§ **Problem to work on**
Give the rows from the one containing "of the wrist" through the one containing "x=144, y=12", both included, as a JSON list of strings with one string per row, leaving out any blank rows.

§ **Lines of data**
[start]
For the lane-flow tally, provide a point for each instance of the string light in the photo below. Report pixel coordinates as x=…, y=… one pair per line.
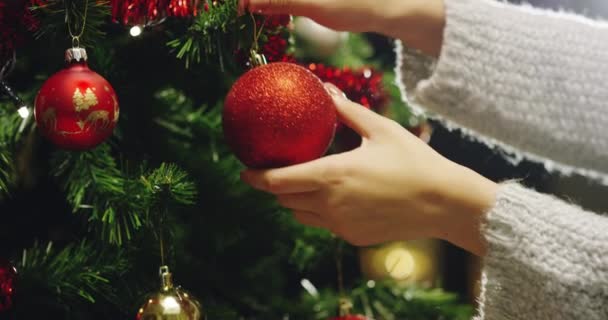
x=136, y=31
x=24, y=112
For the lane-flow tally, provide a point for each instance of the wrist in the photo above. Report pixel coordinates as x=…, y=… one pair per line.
x=418, y=23
x=469, y=196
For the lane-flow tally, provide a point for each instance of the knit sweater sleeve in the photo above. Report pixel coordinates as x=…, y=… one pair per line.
x=533, y=82
x=546, y=259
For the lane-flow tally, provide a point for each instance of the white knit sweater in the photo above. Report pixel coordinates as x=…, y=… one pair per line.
x=534, y=83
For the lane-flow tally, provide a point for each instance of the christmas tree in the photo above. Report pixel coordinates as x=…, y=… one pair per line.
x=124, y=171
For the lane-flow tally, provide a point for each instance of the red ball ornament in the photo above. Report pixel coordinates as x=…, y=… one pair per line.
x=76, y=108
x=8, y=275
x=278, y=115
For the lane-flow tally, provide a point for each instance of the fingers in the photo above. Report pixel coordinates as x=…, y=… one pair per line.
x=309, y=201
x=355, y=116
x=304, y=177
x=309, y=219
x=295, y=7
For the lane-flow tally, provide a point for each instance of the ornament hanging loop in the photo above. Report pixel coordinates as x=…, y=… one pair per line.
x=75, y=42
x=166, y=278
x=76, y=37
x=255, y=58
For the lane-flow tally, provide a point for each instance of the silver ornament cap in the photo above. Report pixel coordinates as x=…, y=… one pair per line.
x=76, y=54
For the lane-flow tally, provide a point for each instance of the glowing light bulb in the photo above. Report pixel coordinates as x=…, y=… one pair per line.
x=309, y=287
x=24, y=112
x=399, y=263
x=136, y=31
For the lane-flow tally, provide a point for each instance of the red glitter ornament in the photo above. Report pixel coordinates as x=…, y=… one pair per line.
x=363, y=86
x=8, y=275
x=76, y=108
x=278, y=115
x=144, y=12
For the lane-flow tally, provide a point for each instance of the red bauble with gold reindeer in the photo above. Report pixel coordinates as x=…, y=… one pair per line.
x=76, y=108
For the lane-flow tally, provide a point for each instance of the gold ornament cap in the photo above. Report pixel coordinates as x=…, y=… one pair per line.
x=166, y=278
x=257, y=59
x=170, y=303
x=76, y=54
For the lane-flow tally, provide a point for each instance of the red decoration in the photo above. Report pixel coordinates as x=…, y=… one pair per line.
x=143, y=12
x=278, y=115
x=17, y=22
x=8, y=275
x=363, y=85
x=76, y=108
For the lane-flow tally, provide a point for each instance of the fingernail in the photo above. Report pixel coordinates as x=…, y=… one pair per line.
x=334, y=91
x=244, y=176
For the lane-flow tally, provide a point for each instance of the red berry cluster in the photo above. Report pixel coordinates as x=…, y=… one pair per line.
x=363, y=85
x=8, y=275
x=16, y=22
x=146, y=11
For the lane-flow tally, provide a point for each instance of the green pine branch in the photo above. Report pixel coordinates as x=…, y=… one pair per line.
x=65, y=279
x=388, y=301
x=116, y=204
x=12, y=129
x=214, y=34
x=53, y=19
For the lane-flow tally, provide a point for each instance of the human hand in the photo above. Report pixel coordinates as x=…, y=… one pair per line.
x=393, y=187
x=417, y=22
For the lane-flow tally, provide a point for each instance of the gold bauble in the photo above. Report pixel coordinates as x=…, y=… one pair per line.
x=170, y=303
x=411, y=262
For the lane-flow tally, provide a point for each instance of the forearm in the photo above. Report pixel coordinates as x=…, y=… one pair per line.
x=418, y=23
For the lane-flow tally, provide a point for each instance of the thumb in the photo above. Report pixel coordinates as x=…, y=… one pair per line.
x=354, y=115
x=294, y=7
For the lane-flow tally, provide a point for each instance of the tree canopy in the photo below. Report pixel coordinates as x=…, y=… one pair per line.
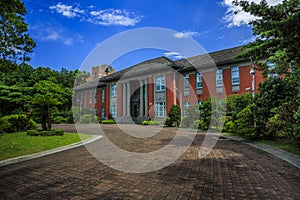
x=278, y=32
x=15, y=42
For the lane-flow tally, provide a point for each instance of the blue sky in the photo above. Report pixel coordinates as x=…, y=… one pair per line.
x=67, y=31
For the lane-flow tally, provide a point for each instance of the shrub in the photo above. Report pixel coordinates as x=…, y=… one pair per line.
x=108, y=121
x=245, y=121
x=86, y=119
x=60, y=120
x=16, y=123
x=174, y=116
x=150, y=122
x=56, y=132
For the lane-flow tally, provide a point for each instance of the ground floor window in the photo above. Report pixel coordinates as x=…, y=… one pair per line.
x=102, y=112
x=186, y=105
x=160, y=109
x=113, y=110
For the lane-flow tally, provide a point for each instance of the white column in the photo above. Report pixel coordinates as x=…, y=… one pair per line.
x=124, y=99
x=141, y=99
x=128, y=99
x=146, y=98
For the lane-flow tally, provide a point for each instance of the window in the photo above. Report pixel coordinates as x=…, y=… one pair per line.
x=159, y=83
x=113, y=110
x=219, y=78
x=102, y=112
x=235, y=75
x=186, y=105
x=95, y=96
x=113, y=90
x=198, y=80
x=102, y=95
x=271, y=70
x=90, y=96
x=186, y=81
x=160, y=109
x=200, y=102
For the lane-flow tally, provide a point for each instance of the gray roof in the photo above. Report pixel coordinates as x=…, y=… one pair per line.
x=143, y=68
x=160, y=64
x=218, y=58
x=90, y=85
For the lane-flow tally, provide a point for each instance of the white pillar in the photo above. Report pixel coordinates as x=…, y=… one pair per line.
x=141, y=99
x=146, y=98
x=128, y=100
x=124, y=99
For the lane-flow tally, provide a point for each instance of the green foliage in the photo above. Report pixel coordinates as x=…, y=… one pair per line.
x=108, y=121
x=277, y=28
x=16, y=123
x=15, y=43
x=193, y=114
x=56, y=132
x=245, y=122
x=150, y=122
x=174, y=116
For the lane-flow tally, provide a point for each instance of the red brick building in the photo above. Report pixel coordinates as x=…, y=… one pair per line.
x=153, y=86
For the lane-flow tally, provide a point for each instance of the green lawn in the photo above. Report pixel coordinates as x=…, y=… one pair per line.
x=18, y=144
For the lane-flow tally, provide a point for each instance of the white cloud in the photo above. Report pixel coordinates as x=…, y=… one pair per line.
x=114, y=17
x=186, y=34
x=174, y=55
x=105, y=17
x=68, y=41
x=241, y=18
x=67, y=11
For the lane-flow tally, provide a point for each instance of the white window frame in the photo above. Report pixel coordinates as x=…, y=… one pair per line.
x=271, y=66
x=160, y=109
x=186, y=81
x=102, y=112
x=219, y=78
x=235, y=75
x=102, y=94
x=90, y=96
x=186, y=105
x=160, y=83
x=199, y=81
x=113, y=90
x=113, y=110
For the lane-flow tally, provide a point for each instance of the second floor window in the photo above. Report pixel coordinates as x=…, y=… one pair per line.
x=102, y=95
x=113, y=90
x=113, y=110
x=219, y=78
x=186, y=81
x=159, y=83
x=235, y=75
x=199, y=80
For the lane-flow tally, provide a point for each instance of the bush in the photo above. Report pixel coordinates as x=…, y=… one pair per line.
x=245, y=121
x=16, y=123
x=150, y=122
x=60, y=120
x=174, y=116
x=56, y=132
x=108, y=121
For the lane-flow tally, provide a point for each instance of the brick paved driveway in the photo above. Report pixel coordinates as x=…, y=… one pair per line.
x=231, y=171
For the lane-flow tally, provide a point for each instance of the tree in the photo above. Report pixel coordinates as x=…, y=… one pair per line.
x=277, y=28
x=15, y=43
x=48, y=96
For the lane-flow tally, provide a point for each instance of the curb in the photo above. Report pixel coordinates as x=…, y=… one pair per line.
x=291, y=158
x=48, y=152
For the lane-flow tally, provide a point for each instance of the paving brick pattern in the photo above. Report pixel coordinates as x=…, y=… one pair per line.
x=232, y=170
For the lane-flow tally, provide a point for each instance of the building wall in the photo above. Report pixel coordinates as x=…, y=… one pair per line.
x=208, y=89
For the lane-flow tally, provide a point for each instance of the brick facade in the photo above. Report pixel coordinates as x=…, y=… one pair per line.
x=147, y=99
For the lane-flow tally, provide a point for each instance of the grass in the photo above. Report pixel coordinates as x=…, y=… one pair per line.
x=18, y=144
x=282, y=144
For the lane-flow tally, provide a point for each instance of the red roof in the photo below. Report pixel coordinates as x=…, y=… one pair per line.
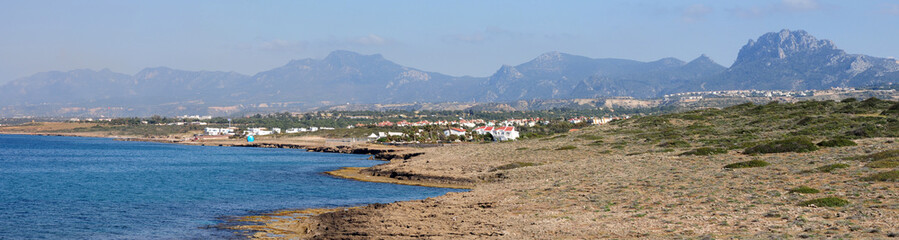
x=507, y=129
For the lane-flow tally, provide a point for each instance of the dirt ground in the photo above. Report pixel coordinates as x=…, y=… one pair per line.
x=630, y=192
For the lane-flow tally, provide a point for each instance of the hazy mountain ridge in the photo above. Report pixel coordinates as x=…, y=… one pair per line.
x=785, y=60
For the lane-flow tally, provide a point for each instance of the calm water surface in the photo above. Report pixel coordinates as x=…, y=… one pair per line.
x=95, y=188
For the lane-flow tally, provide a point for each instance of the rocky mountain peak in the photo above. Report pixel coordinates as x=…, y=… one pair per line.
x=553, y=56
x=702, y=59
x=785, y=44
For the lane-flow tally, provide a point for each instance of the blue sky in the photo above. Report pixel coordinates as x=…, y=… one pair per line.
x=453, y=37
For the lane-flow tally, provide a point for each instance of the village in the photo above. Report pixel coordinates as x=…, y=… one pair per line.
x=457, y=130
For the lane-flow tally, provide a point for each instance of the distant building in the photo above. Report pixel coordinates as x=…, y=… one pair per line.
x=505, y=133
x=454, y=131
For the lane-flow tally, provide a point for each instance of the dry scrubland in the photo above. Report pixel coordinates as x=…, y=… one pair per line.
x=632, y=179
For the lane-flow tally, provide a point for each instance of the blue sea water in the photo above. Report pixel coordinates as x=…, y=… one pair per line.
x=96, y=188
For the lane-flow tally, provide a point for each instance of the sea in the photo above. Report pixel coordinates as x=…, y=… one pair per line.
x=98, y=188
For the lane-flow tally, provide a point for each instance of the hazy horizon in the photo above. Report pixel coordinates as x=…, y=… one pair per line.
x=457, y=38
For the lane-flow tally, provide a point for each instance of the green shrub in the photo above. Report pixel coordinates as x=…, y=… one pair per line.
x=886, y=163
x=513, y=166
x=704, y=151
x=878, y=155
x=825, y=202
x=675, y=144
x=785, y=145
x=589, y=137
x=892, y=111
x=597, y=143
x=748, y=164
x=839, y=142
x=566, y=147
x=891, y=176
x=831, y=167
x=804, y=189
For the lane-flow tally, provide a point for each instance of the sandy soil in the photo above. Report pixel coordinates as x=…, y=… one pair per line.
x=632, y=192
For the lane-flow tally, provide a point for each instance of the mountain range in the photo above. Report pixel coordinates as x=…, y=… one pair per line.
x=785, y=60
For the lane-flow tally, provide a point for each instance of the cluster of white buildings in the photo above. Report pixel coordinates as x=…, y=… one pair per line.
x=197, y=117
x=266, y=131
x=502, y=133
x=220, y=131
x=595, y=120
x=183, y=123
x=742, y=93
x=310, y=129
x=465, y=123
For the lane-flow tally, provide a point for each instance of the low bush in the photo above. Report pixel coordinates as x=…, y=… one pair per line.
x=831, y=167
x=675, y=144
x=567, y=147
x=589, y=137
x=891, y=176
x=704, y=151
x=804, y=189
x=886, y=163
x=878, y=155
x=785, y=145
x=825, y=202
x=748, y=164
x=839, y=142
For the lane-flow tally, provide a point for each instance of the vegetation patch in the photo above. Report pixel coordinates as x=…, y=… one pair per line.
x=704, y=151
x=831, y=167
x=785, y=145
x=589, y=137
x=566, y=147
x=747, y=164
x=839, y=142
x=513, y=166
x=804, y=189
x=675, y=144
x=878, y=156
x=886, y=163
x=891, y=176
x=825, y=202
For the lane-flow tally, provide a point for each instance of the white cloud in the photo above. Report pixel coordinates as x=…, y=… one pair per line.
x=695, y=13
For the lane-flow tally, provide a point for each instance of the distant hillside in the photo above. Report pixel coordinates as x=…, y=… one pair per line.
x=785, y=60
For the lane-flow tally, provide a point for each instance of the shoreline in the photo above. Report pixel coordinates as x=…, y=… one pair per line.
x=295, y=223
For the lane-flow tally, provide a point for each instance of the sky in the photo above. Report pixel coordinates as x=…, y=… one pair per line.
x=453, y=37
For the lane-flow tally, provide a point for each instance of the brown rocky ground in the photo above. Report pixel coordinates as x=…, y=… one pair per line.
x=631, y=191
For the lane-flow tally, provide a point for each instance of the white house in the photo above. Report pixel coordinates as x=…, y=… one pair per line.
x=483, y=130
x=219, y=131
x=257, y=131
x=505, y=133
x=454, y=131
x=499, y=133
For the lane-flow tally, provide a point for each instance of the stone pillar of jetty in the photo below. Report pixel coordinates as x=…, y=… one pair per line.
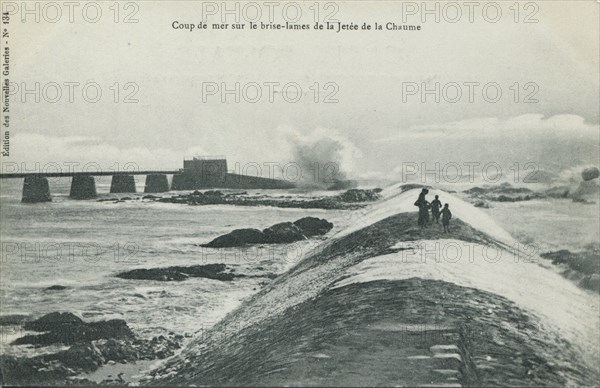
x=83, y=187
x=122, y=184
x=179, y=182
x=36, y=189
x=156, y=183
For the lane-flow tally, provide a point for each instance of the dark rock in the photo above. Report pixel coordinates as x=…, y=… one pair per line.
x=343, y=185
x=359, y=195
x=239, y=237
x=179, y=273
x=13, y=319
x=70, y=332
x=54, y=322
x=313, y=226
x=412, y=186
x=284, y=232
x=56, y=287
x=590, y=173
x=216, y=193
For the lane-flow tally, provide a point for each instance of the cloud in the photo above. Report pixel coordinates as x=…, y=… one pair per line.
x=528, y=125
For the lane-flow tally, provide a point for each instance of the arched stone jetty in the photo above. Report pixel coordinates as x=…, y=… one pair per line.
x=36, y=189
x=156, y=183
x=179, y=182
x=122, y=184
x=83, y=187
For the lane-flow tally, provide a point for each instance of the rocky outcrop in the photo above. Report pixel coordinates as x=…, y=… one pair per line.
x=313, y=226
x=281, y=233
x=284, y=232
x=179, y=273
x=68, y=329
x=350, y=199
x=83, y=356
x=56, y=287
x=238, y=238
x=360, y=195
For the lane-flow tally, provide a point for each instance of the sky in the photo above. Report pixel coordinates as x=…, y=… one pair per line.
x=377, y=117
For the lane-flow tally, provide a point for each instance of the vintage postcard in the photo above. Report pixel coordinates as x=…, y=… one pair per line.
x=300, y=193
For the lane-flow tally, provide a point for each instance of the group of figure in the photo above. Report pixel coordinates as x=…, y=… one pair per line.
x=435, y=206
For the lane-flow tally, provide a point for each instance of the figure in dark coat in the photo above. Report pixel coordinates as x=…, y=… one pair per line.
x=436, y=205
x=446, y=216
x=423, y=208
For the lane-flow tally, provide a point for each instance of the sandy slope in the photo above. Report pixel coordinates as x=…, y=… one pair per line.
x=544, y=329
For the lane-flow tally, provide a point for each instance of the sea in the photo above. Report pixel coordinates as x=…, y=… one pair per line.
x=82, y=245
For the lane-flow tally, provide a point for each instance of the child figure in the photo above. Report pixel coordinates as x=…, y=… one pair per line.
x=446, y=216
x=436, y=204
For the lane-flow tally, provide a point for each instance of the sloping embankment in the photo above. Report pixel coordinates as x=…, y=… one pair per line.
x=376, y=305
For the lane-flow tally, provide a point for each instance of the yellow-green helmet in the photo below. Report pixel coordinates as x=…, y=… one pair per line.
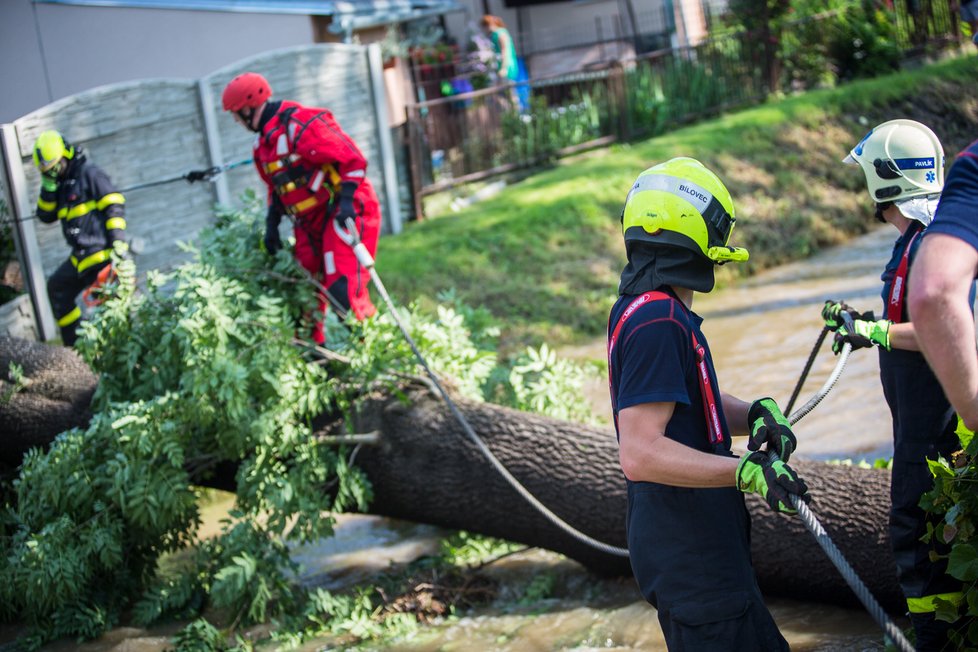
x=49, y=148
x=681, y=203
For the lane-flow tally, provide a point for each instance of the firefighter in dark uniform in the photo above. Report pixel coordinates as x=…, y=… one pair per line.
x=81, y=196
x=903, y=162
x=687, y=524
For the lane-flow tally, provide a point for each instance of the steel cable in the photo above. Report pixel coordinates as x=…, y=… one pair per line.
x=808, y=518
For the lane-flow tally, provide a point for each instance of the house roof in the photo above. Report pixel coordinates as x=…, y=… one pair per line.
x=352, y=14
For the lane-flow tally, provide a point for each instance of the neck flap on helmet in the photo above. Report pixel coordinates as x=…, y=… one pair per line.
x=650, y=267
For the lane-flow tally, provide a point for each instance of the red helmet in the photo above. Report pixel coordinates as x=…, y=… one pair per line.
x=247, y=90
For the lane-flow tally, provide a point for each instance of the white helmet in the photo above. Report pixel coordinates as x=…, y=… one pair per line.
x=902, y=160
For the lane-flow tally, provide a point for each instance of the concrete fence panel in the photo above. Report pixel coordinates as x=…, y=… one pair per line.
x=148, y=131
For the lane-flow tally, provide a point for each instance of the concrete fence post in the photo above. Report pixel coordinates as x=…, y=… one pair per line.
x=388, y=162
x=25, y=236
x=213, y=140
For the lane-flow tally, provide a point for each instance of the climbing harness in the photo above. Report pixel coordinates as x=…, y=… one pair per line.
x=808, y=518
x=894, y=306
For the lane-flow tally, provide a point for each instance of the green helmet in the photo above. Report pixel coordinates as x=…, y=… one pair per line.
x=681, y=203
x=49, y=148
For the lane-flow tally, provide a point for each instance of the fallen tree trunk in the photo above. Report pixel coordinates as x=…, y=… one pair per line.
x=425, y=469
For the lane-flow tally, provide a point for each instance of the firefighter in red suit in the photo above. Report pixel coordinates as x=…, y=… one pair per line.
x=317, y=175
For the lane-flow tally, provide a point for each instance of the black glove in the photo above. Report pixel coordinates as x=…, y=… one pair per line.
x=769, y=427
x=201, y=175
x=273, y=241
x=346, y=210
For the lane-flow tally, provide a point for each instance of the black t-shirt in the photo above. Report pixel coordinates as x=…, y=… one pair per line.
x=653, y=361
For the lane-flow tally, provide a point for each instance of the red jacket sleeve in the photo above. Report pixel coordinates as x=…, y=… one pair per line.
x=323, y=142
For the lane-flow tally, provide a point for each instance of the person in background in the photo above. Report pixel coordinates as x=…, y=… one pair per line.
x=941, y=284
x=316, y=174
x=91, y=210
x=687, y=524
x=903, y=163
x=507, y=67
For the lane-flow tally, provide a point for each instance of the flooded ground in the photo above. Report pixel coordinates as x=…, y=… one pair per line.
x=761, y=332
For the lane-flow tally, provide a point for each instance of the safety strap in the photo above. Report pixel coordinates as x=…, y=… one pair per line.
x=710, y=410
x=894, y=307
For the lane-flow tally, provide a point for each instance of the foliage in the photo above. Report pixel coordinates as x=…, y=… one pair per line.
x=539, y=133
x=541, y=382
x=953, y=504
x=197, y=369
x=544, y=255
x=463, y=549
x=863, y=43
x=663, y=94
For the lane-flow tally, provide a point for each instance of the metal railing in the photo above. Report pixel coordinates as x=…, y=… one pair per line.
x=476, y=135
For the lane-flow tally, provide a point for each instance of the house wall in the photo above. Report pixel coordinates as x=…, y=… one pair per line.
x=69, y=49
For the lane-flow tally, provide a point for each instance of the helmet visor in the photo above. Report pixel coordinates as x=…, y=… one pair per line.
x=921, y=209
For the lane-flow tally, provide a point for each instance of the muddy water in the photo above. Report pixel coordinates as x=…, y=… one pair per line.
x=761, y=332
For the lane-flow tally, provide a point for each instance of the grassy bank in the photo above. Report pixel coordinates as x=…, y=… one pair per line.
x=544, y=254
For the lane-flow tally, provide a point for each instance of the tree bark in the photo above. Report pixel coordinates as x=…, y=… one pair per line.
x=425, y=469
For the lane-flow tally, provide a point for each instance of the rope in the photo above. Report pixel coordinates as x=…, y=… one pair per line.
x=190, y=177
x=804, y=372
x=807, y=517
x=826, y=386
x=822, y=537
x=812, y=523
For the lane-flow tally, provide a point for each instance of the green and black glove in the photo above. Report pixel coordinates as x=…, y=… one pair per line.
x=772, y=481
x=833, y=311
x=768, y=426
x=49, y=183
x=862, y=334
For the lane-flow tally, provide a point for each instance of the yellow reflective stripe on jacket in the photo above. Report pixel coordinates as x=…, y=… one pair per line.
x=77, y=210
x=305, y=204
x=109, y=199
x=927, y=604
x=70, y=318
x=88, y=261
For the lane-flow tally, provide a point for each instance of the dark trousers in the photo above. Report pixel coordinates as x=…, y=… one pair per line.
x=923, y=427
x=64, y=286
x=690, y=553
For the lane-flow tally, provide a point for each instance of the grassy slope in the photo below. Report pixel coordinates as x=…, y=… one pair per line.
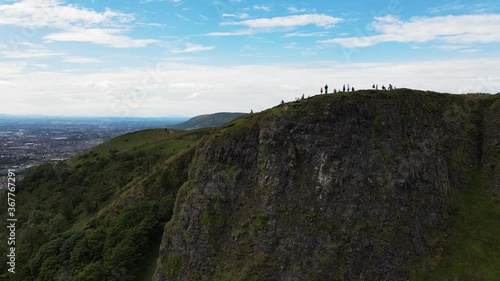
x=112, y=168
x=471, y=252
x=472, y=243
x=472, y=248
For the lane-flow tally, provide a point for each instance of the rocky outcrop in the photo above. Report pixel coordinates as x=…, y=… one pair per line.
x=338, y=187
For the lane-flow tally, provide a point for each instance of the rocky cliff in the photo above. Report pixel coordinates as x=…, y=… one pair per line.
x=353, y=186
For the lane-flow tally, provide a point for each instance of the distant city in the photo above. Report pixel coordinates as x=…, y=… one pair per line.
x=26, y=142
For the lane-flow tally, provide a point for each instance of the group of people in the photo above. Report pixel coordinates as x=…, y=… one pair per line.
x=349, y=89
x=375, y=87
x=344, y=89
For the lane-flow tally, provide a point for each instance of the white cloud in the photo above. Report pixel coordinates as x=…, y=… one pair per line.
x=75, y=23
x=29, y=53
x=240, y=16
x=72, y=59
x=462, y=29
x=191, y=48
x=295, y=10
x=53, y=13
x=262, y=8
x=232, y=33
x=300, y=34
x=135, y=92
x=106, y=37
x=289, y=21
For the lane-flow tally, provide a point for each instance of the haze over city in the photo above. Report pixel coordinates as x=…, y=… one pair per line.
x=180, y=57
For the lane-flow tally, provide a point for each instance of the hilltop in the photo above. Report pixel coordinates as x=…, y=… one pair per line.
x=208, y=120
x=370, y=185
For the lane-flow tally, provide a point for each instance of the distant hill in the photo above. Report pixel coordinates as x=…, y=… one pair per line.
x=208, y=120
x=365, y=185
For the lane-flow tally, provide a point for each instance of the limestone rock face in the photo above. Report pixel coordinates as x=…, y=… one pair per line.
x=338, y=187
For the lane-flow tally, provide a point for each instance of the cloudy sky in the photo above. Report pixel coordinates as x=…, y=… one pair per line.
x=190, y=57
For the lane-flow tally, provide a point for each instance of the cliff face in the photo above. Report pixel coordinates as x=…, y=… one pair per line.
x=338, y=187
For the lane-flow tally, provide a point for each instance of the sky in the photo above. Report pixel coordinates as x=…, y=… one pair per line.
x=189, y=57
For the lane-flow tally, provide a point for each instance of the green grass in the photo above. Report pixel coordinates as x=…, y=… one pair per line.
x=472, y=250
x=162, y=141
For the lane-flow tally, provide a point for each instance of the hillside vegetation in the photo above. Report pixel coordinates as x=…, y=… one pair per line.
x=370, y=185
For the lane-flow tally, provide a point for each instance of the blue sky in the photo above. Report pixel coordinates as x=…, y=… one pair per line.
x=186, y=57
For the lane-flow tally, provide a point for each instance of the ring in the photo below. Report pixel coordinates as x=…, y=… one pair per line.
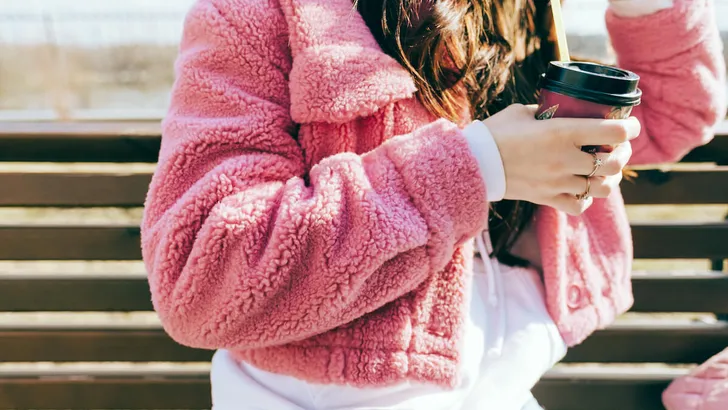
x=585, y=195
x=597, y=164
[end]
§ **Written response**
[
  "For the lane-flow tally, provide a point for each instance of the wrist in the photo above. Report pixel coordinates as x=…, y=… one pair per line.",
  "x=418, y=23",
  "x=469, y=196",
  "For the lane-flow tally, provide a point for each instance of the knit sweater sleeve in the photo above. Report pixel coordinates as x=…, y=… one pair per line.",
  "x=533, y=82",
  "x=546, y=259",
  "For the lane-flow tally, provide a point for each instance of the white knit sweater in the photo above. Report pixel coordinates as x=…, y=… one pair per line.",
  "x=534, y=83",
  "For the lane-flow tally, provide a point for each instance of the christmas tree in the photo above. Report pixel coordinates as x=…, y=… one pair per line.",
  "x=124, y=171",
  "For the lane-flow tally, provide a point for each instance of the red ball ornament in the photo above. Report pixel coordinates as x=…, y=… one pair per line.",
  "x=76, y=108",
  "x=8, y=275",
  "x=278, y=115",
  "For the lane-flow tally, provide a point for each instance of the fingers in the photo above. Report pixel coordinates as x=…, y=… one pair per line.",
  "x=309, y=201",
  "x=355, y=116",
  "x=304, y=177",
  "x=309, y=219",
  "x=295, y=7",
  "For the lane-flow tally, provide a point for each instance of the ornament hanging loop in the photo above. Report pixel coordinates as x=…, y=… one pair per line.",
  "x=75, y=42",
  "x=166, y=278",
  "x=76, y=37",
  "x=255, y=58",
  "For the lane-flow tally, provide a point for each instance of the silver ornament cap in the photo above. Report pixel coordinates as x=…, y=… one pair per line.",
  "x=76, y=54",
  "For the lane-flow tally, provide a point for each instance of the glowing light bulb in the photo above. Report pixel coordinates as x=…, y=… one pair per line.",
  "x=309, y=287",
  "x=24, y=112",
  "x=399, y=263",
  "x=136, y=31",
  "For the lane-flow tally, provide a point for each instance of the red glitter ornament in the photo above. Report pixel coordinates as x=…, y=… one pair per line.",
  "x=363, y=86",
  "x=8, y=275",
  "x=76, y=108",
  "x=278, y=115",
  "x=144, y=12"
]